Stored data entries
# # # # # # #

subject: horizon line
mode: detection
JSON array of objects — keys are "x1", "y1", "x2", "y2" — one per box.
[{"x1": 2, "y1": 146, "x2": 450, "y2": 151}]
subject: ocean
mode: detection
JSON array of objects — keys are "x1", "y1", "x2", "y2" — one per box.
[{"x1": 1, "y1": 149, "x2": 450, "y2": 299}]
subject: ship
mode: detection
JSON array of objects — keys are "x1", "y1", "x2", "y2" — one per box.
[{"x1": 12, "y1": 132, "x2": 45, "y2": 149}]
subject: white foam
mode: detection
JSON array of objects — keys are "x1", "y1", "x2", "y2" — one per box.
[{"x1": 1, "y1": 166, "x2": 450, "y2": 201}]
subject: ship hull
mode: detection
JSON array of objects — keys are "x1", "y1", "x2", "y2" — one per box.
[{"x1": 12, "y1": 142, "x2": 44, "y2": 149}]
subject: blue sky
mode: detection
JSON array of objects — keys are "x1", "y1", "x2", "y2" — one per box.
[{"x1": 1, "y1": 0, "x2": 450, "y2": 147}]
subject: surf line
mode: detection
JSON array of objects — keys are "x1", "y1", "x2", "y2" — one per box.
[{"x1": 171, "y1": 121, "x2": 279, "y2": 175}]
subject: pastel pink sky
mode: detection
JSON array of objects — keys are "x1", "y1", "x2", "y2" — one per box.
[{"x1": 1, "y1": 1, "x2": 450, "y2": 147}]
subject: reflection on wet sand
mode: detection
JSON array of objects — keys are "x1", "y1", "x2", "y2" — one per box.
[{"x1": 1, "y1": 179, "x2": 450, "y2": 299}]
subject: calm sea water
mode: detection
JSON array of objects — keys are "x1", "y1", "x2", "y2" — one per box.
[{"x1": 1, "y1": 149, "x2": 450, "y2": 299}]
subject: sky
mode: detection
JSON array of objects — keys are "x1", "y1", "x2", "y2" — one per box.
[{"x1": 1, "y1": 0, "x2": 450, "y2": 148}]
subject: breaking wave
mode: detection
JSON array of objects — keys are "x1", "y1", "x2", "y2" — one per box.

# # # # # # #

-- Task requirements --
Read through the lines above and collect those that contain the string "subject".

-- Exercise answer --
subject: horizon line
subject: ocean
subject: ship
subject: white foam
subject: ship hull
subject: blue sky
subject: surf line
subject: pastel pink sky
subject: reflection on wet sand
subject: calm sea water
subject: sky
subject: breaking wave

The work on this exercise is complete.